* _Solicitud escrita_
Copia sin cambios el pasaje de la crónica sobre el Festival de Yamagata que empieza en "En el siglo" y acaba en "Festival de Yamagata.".

* _Extracto de la fuente_
=======

ESPECTáCULOS

En el siglo veintiuno, las marcas de la guerra todavía son visibles

El retrato de un ex centro industrial, la sangrienta batalla de Okinawa y Kitano signaron el final del Festival de Yamagata.

 Por Luciano Monteagudo

Durante la ocupación japonesa en China, en los años ‘30, el distrito de Tie Xi, en el nordeste del país, nació como centro industrial y sus acerías sirvieron para alimentar el militarismo que animaba a la época. Después de la revolución socialista, Tie Xi se convirtió en uno de los orgullos del gobierno de Mao, con cientos de miles de trabajadores de todo el país convergiendo en sus hornos y en sus minas de carbón, que enarbolaban el pabellón rojo. Hoy, sin embargo, de todo eso quedan apenas ruinas, restos de una civilización que parece haberse extinguido hace siglos y que el documental Tie Xi Qu: West of the Tracks –que acaba de ganar el Gran Premio de la competencia oficial del Festival de Yamagata– registra con una minuciosidad fuera de lo común, como si se tratara más bien del trabajo de un arqueólogo, cepillando muy delicadamente el polvo que cubre cada una de las piezas que va encontrando de esa cultura desaparecida.

=======

* _Datos extraídos_
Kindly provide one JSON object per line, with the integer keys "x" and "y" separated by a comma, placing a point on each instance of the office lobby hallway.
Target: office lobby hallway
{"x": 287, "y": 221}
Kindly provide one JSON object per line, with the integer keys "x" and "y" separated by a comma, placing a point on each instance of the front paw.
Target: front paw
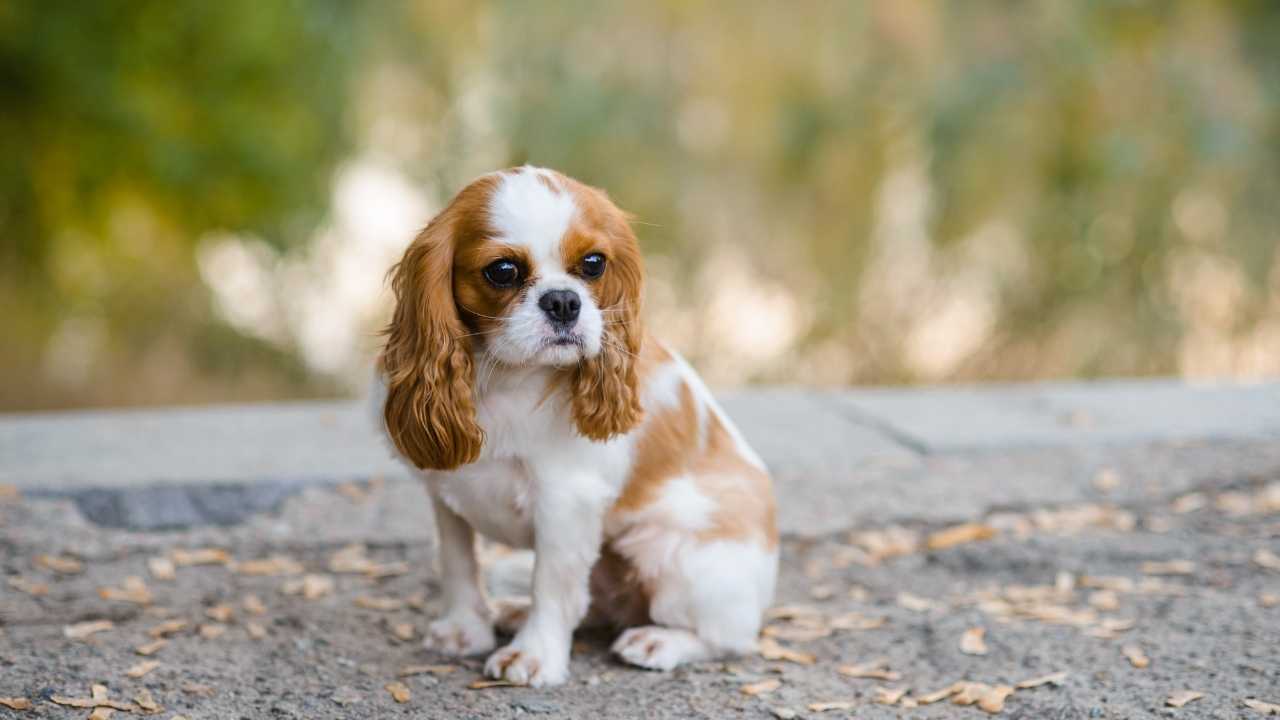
{"x": 465, "y": 633}
{"x": 525, "y": 662}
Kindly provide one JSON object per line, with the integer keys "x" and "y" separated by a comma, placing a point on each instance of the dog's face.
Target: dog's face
{"x": 524, "y": 268}
{"x": 549, "y": 264}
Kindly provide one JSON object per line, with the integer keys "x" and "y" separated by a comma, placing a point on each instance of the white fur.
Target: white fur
{"x": 525, "y": 213}
{"x": 539, "y": 483}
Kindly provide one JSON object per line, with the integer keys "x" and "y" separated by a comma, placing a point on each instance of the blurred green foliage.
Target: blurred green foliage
{"x": 1084, "y": 176}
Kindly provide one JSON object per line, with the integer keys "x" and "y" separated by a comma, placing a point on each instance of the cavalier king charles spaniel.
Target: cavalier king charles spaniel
{"x": 520, "y": 384}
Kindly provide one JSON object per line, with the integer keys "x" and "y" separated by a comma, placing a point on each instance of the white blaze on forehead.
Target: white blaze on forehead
{"x": 524, "y": 210}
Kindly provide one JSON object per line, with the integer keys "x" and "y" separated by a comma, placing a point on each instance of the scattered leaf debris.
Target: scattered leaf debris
{"x": 400, "y": 692}
{"x": 1182, "y": 697}
{"x": 426, "y": 669}
{"x": 876, "y": 669}
{"x": 200, "y": 556}
{"x": 161, "y": 568}
{"x": 269, "y": 566}
{"x": 168, "y": 628}
{"x": 960, "y": 534}
{"x": 763, "y": 687}
{"x": 142, "y": 668}
{"x": 1136, "y": 656}
{"x": 151, "y": 647}
{"x": 973, "y": 641}
{"x": 1051, "y": 679}
{"x": 993, "y": 700}
{"x": 771, "y": 650}
{"x": 220, "y": 613}
{"x": 81, "y": 630}
{"x": 132, "y": 589}
{"x": 1262, "y": 706}
{"x": 60, "y": 564}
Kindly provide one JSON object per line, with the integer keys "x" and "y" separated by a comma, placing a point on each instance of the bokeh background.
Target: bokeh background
{"x": 199, "y": 200}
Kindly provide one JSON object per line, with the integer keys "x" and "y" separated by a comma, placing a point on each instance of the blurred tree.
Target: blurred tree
{"x": 128, "y": 131}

=======

* _Respuesta completa_
En el siglo veintiuno, las marcas de la guerra todavía son visibles

El retrato de un ex centro industrial, la sangrienta batalla de Okinawa y Kitano signaron el final del Festival de Yamagata.